Some facts on the US-Dakota War
To the editor:
I would like to correct a few statements in Mr. Mack’s letter to the editor in The Journal on Feb. 6:
Dr. Charles Eastman, a Dakota man, wrote a series of books about the Dakota people in the early 1900s. There has not been any impediment to Dakota people expressing themselves orally or in writing.
According to an 1861 Census, there were 6,338 Dakota men, women and children. Fewer than 600 took up arms willingly. Many were forced to fight against the whites.
Yes, many settlers were warned by Dakota. This does not diminish the fact that more than 650 innocent white men, women and children were killed by Indians; some in the worst way imaginable. Compare this to some 145 Dakota who were killed during the war.
The mass-murder of more than 650 whites comes closer to genocide than what happened to the Dakota. Chief Little Crow’s position on the war does not affect whether the Dakota committed genocide or not.
Dr. Asa Daniels, St. Peter, wrote that at least as many whites died after the war from injuries and epidemics as died during the war. No one can prove that more Indians than whites died after the war.

## COLLECTED DATA
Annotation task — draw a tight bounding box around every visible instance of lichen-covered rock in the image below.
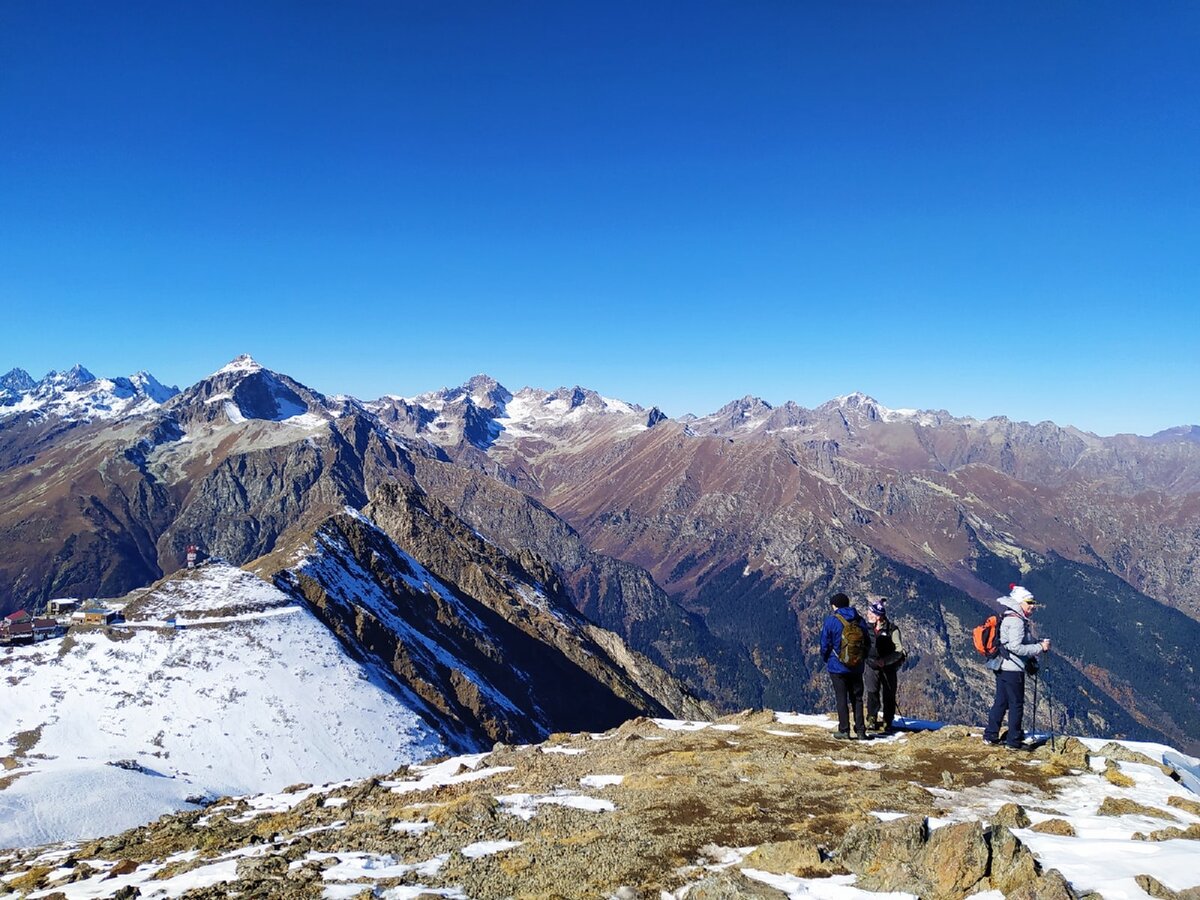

## THE PROBLEM
Please output the letter on the US-Dakota War word for word, starting at "Some facts on" and ending at "killed during the war.". Work from the letter on the US-Dakota War alone.

## TASK SOLUTION
Some facts on the US-Dakota War
To the editor:
I would like to correct a few statements in Mr. Mack’s letter to the editor in The Journal on Feb. 6:
Dr. Charles Eastman, a Dakota man, wrote a series of books about the Dakota people in the early 1900s. There has not been any impediment to Dakota people expressing themselves orally or in writing.
According to an 1861 Census, there were 6,338 Dakota men, women and children. Fewer than 600 took up arms willingly. Many were forced to fight against the whites.
Yes, many settlers were warned by Dakota. This does not diminish the fact that more than 650 innocent white men, women and children were killed by Indians; some in the worst way imaginable. Compare this to some 145 Dakota who were killed during the war.